Django Query to Combine Multiple ArrayFields to one text string - python

I have an object model where Documents are long text files that can have Attachments and both sets of objects can also have spreadsheet-like Tables. Each table has a rectangular array with text. I want users to be able to search for a keyword across the table contents, but the results will be displayed by the main document (so instead of seeing each table that matches, you'll just see the document that has the most tables that match your query).
Below you can see a test query I'm trying to run that in an ideal world would convert all of the table contents (across all attachments) to one long string, that I can then pass to a SearchHighlight to make the headline. For some reason, the test query returns the tables as different objects, rather than concatenated to one long string.
I'm using a custom function that mimics the Postgres 13 StringAgg as I'm using Postgres 10.
Thanks in advance for your help, let me know if I need to provide more information to replicate this.

Exercises:
1) Name each kind of object in the object model that the Django question describes.
2) For each statement, say whether it agrees with the Django question, and quote the words that decide it: (a) The author is running Postgres 13. (b) Search results will be shown by the main document. (c) The test query returns the tables joined into one long string.
3) Reproduce everything in the Django question from "I have an object" down to "one long string.".

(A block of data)
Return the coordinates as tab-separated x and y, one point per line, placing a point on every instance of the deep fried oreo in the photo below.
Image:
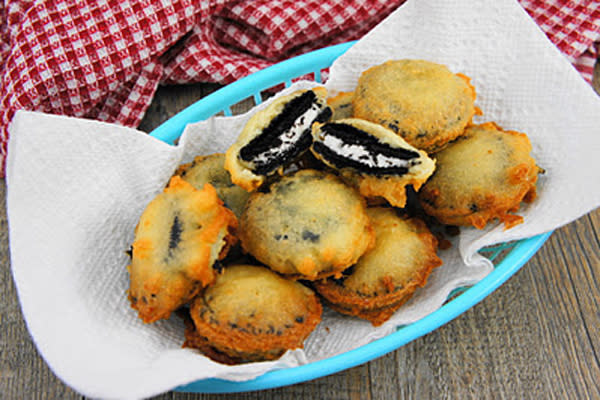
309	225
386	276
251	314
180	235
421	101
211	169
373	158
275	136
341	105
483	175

Task responses:
1) Documents, Attachments, Tables

2)
(a) No: "as I'm using Postgres 10."
(b) Yes: "the results will be displayed by the main document"
(c) No: "the test query returns the tables as different objects, rather than concatenated to one long string."

3)
I have an object model where Documents are long text files that can have Attachments and both sets of objects can also have spreadsheet-like Tables. Each table has a rectangular array with text. I want users to be able to search for a keyword across the table contents, but the results will be displayed by the main document (so instead of seeing each table that matches, you'll just see the document that has the most tables that match your query).
Below you can see a test query I'm trying to run that in an ideal world would convert all of the table contents (across all attachments) to one long string, that I can then pass to a SearchHighlight to make the headline. For some reason, the test query returns the tables as different objects, rather than concatenated to one long string.